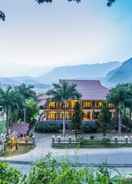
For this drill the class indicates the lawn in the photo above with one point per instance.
(22, 148)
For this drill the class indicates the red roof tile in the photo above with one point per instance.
(90, 89)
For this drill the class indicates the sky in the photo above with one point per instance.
(38, 37)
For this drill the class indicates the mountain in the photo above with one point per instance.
(13, 81)
(84, 71)
(122, 74)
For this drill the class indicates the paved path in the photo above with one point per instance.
(97, 156)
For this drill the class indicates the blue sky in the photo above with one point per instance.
(63, 33)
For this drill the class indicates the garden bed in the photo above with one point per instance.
(21, 149)
(90, 144)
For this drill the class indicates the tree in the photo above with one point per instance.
(104, 119)
(77, 118)
(13, 100)
(6, 102)
(62, 92)
(9, 175)
(119, 96)
(31, 108)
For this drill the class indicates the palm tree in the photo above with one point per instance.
(117, 97)
(62, 92)
(104, 119)
(6, 102)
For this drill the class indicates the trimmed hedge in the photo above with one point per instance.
(56, 126)
(43, 127)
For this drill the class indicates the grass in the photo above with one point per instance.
(22, 148)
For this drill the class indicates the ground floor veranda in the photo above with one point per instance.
(88, 115)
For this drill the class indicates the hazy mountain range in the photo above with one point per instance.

> [EXERCISE AIM]
Please convert the material above into a JSON list of strings with one string per line, skipping blank lines and leaving out the pictures.

> [REPLY]
[
  "For this drill the class indicates the lawn in the photo above with one point per instance.",
  "(22, 148)",
  "For this drill the class indicates the red roof tile in the photo above with one point per instance.",
  "(90, 89)",
  "For this drill the class indicates the sky in the photo above with one point per instance.",
  "(38, 37)",
  "For this drill the class indicates the mountain in the photo above with one point per instance.",
  "(13, 81)",
  "(84, 71)",
  "(122, 74)",
  "For this drill the class indicates the paved path in the photo above with one point per instance.",
  "(97, 156)",
  "For this drill the class indicates the blue sky in the photo above with one point per instance.",
  "(63, 33)",
  "For this drill the class indicates the garden bed in the photo above with one point per instance.",
  "(21, 149)",
  "(90, 144)",
  "For this drill the class indicates the tree in the photo above with one point per instance.",
  "(104, 119)",
  "(77, 118)",
  "(13, 100)",
  "(6, 102)",
  "(62, 92)",
  "(9, 175)",
  "(119, 96)",
  "(31, 108)",
  "For this drill the class indicates the palm tree in the photo above with one point per instance.",
  "(117, 97)",
  "(62, 92)",
  "(104, 119)",
  "(6, 102)",
  "For this drill the class indicates the trimmed hedge in the photo above with one point per instance.",
  "(56, 126)",
  "(43, 127)",
  "For this drill the class indicates the grass in the photo above with one point per instance.",
  "(22, 148)",
  "For this drill the class indicates the ground floor veranda in the photo above with one point per instance.",
  "(88, 115)",
  "For this drill the class indicates the hazy mountain range in the photo above with one point per instance."
]